Gösterilen Metin:
● ● ● ●

Sağlık hizmetleri yerine silahlanmaya devasa harcamalar yaparak savaş kışkırtıcılığı yapan İngiliz hükümetleri, NHS'ya yıllardır yetersiz kaynak ayırmalarının sonucu olarak sağlık hizmetlerinde yaşanan personel sıkıntısını eksik kadroyla hizmet veren sağlık çalışanlarının omuzuna yüklüyorlar. Aralık ayında, sağlık sistemi grip salgını ve artan covid vakaları nedeniyle ek baskı altına girdi. Dr. Boyle, hastanelerin hasta akınından bunaldığını ve orta vadede haftada 300 ila 500 önlenebilir ölüm beklenmesi gerektiğini söyledi. 2 Ocak günü Times Radio'ya verdiği bir röportajda ise "Bu Aralık ayında şimdiye kadarki en kötü kaynaklara ve en yüksek doluluk oranına sahip olduk" dedi.
Aralık ayına ilişkin kesin rakamlar henüz tam olarak bilinmese de, NHS England rakamlarına göre, Kasım ayında 37.837 hasta acile yatırlıması için 12 saatten fazla bekletildi. Bu rakam, 10.646 hastanın on iki saatten fazla beklemek zorunda kaldığı bir önceki Kasım ayına kıyasla yüzde 350'nin üzerinde bir artış anlamına gelmektedir.
Kuzey İrlanda'da da durum daha da vahim. Belfast'taki Kraliyet Victoria Hastanesi'nin işletmecileri yeni yılın ilk gününde, artan hasta sayısı karşısında personelin "son derece gergin" olduğu uyarısında bulundu. Sosyal medya üzerinden doktor ve hemşire ve tüm sağlık personeline izinlerini veya tatillerini bitirip hastaneye gelmeleri çağrısında bulundular.
Irish News, 3 Ocak günü bir hastane sözcüsünün yardım çağrısını yayınladı. Çağrıda, tüm acil servislerin "son derece yoğun" olduğundan, "daha az acil semptomları" olan kişilere evde kalmaları ve acil vakalar için yatak boşaltmak amacıyla hasta yakınlarından hastalara evde bakmaları istendi.
Benzer şekilde, Kuzey İrlanda'nın Derry kentindeki Altnagelvin Hastanesi personeli de şu anda "muazzam" bir baskı altında olduğuklarını söyledi. Irish News'in 4 Ocak günü bir sözcüye dayandırdığı habere göre, yatak talebi "tüm zamanların en yüksek seviyesinde". Yılbaşı gecesi 94 kişi acil serviste beklerken 47 hasta da diğer servislere yatırılmayı bekliyordu.

● ● ● ●

(Kaynak kayıtlar)
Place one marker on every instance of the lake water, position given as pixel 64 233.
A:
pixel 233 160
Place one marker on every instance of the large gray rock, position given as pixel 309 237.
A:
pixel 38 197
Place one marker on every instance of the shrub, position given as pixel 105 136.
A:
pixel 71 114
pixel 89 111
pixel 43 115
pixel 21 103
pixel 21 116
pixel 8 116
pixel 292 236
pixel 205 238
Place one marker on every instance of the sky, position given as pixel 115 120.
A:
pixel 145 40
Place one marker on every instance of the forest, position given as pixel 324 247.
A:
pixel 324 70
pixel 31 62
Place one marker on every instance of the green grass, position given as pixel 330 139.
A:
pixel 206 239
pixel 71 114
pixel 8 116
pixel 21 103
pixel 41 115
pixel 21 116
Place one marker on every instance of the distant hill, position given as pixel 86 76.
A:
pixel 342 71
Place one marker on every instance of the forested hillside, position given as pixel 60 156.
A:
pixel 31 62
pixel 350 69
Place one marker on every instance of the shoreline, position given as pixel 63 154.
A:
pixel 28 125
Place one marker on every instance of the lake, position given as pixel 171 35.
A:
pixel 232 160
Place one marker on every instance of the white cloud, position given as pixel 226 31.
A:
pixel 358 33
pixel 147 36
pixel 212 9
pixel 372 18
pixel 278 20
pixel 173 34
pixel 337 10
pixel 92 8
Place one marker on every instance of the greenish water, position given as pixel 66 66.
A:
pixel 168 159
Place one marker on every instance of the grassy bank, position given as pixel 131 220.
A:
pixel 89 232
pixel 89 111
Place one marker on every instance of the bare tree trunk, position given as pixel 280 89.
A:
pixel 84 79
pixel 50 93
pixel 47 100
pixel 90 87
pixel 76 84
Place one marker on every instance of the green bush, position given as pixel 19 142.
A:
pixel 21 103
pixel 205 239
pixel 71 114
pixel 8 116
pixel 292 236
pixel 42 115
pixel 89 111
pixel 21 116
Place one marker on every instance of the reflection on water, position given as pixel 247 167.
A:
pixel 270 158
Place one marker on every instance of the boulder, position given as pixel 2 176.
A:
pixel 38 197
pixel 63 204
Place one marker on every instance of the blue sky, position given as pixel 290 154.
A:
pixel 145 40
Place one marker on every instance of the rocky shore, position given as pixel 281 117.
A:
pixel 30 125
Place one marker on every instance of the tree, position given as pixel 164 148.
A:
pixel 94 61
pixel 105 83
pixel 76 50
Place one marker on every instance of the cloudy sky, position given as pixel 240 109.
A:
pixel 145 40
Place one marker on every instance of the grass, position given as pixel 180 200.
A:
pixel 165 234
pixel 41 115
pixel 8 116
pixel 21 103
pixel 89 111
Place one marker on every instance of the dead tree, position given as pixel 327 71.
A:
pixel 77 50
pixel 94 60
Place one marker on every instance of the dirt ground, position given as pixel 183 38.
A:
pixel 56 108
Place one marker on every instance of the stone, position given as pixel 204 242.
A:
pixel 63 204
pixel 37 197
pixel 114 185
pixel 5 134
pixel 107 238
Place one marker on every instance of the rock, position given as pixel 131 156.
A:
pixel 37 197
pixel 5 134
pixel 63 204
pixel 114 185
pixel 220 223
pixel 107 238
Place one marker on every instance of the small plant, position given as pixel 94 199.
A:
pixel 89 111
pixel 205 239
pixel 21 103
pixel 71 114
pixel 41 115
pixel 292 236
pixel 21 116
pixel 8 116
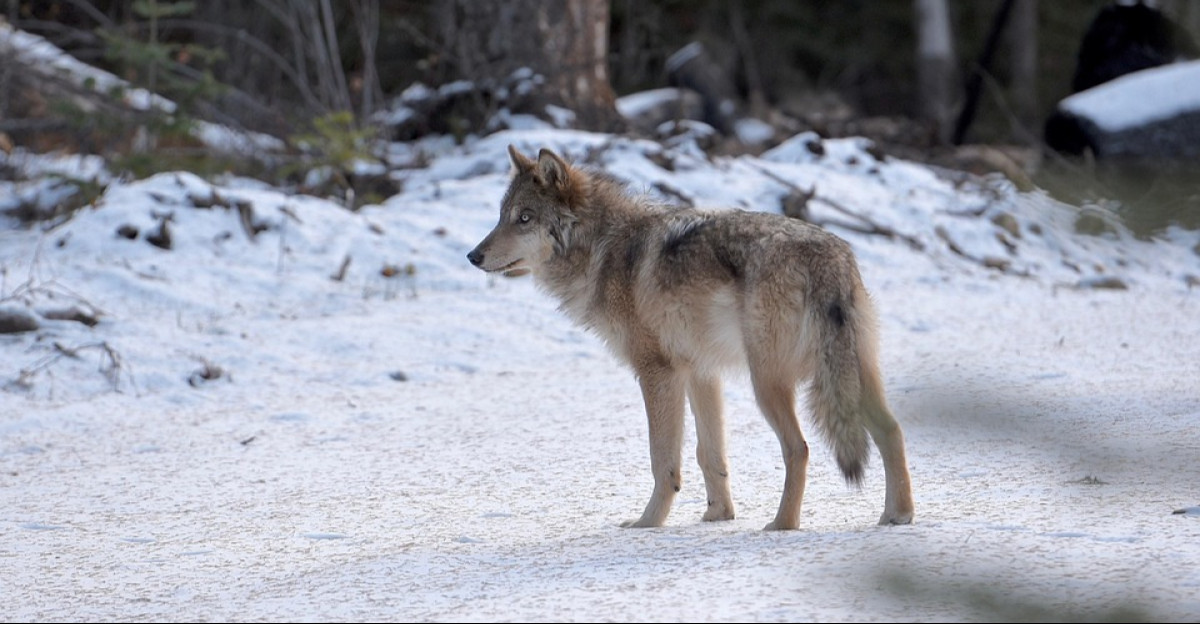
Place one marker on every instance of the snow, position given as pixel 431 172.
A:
pixel 1139 99
pixel 304 413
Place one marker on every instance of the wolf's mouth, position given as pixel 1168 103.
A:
pixel 508 267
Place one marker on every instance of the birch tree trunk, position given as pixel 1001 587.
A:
pixel 935 65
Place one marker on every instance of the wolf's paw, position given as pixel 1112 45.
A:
pixel 891 517
pixel 718 513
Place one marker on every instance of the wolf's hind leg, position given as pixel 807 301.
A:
pixel 663 388
pixel 777 399
pixel 705 395
pixel 898 508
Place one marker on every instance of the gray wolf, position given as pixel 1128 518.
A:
pixel 681 295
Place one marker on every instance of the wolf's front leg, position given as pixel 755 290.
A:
pixel 663 388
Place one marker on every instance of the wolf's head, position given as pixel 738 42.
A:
pixel 535 215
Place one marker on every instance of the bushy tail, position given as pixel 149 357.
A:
pixel 835 394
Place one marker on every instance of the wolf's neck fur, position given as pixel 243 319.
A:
pixel 605 216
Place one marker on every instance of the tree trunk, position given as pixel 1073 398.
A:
pixel 1023 43
pixel 563 41
pixel 935 65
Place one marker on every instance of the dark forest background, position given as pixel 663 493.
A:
pixel 333 70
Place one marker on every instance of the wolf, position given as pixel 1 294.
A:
pixel 682 295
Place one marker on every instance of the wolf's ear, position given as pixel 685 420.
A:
pixel 553 169
pixel 519 160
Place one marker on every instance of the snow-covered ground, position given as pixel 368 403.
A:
pixel 303 413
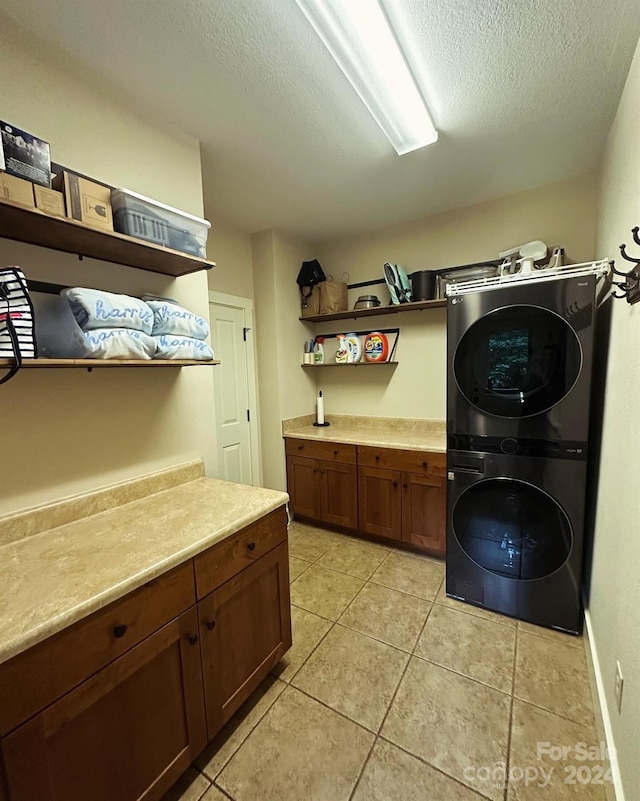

● ● ● ●

Yönergeler:
a. NHS'ye ilişkin metne göre Kasım ayında acile yatırılmak için 12 saatten fazla bekletilen hasta sayısı kaçtır?
b. NHS'ye ilişkin metinde gün ve ay ile birlikte verilen tüm tarihleri sıralayın.
c. NHS'ye ilişkin metni son cümlesinden sonra sürdürün.
Kayıtların metinle hiçbir ilgisi yoktur.

Görev Çıktıları:
a. 37.837 hasta.

b. 2 Ocak, 3 Ocak, 4 Ocak

c.
Financial Times, Krallık'taki koşullar göz önüne alındığında, "NHS tarihindeki en kötü krizi" yaşıyor diye yazdı. Sağlık sisteminin on yıllardır yeterli kaynak ayrılmamasından dolayı yıkıma uğratılmasının sorumluğunu üstlenmekten kaçınan Rishi Sunak hükümetinin sözcüsü, hükümetin herhangi bir sorumluluğu olduğunu reddederek krizin yalnızca mevcut grip salgını ve pandemiden kaynaklandığını iddia etti ve "NHS'ye ihtiyaç duyduğu (mali) kaynakları sağlıyoruz" dedi. İngiliz Tabipler Birliği'nden Vishal Sharma, açıklamaları, "hayal ürünü" olarak nitelendirdi. "Krizi, NHS ve personel üzerindeki on yıllık politika kararları ve kemer sıkma önlemleri yerine pandeminin bir sonucu olarak göstermenin" tarihsel bir çarpıtma olduğunu ifade etti.
NHS'in içindeki bölgesel idareleri temsil eden yapılanmanın geçici başkanı Saffron Cordery krizin, uzun ameliyat bekleme listeleri, yorgun iş gücü, aşırı kadro yetersizliği, yatırım ihtiyacı ve devam eden covid ve grip salgınlarının toplam etkisiyle oluştuğunu söylüyor. Saffron Cordery'ye göre, şu anda Ulusal Sağlık Hizmetleri'nde 133 bin boş kadro yani büyük bir personel açığı var.
OECD rakamlarına göre İngiltere, Avrupa'da nüfus başına düşen hastane yatağı sayısı en düşük olan ülkedir. Almanya'nın sadece üçte biri kadar. İş baskısı ve personel açığını protesto etmek ve çalışma koşullarının düzeltilmesi için sağlık hizmetlerindeki başlayan grevler önümüzdeki haftalarda da devam edecek. Ambulans şoförleri 11 ve 23 Ocak tarihlerinde, hemşireler ise 18 ve 19 Ocak tarihlerinde iş bırakacaklar.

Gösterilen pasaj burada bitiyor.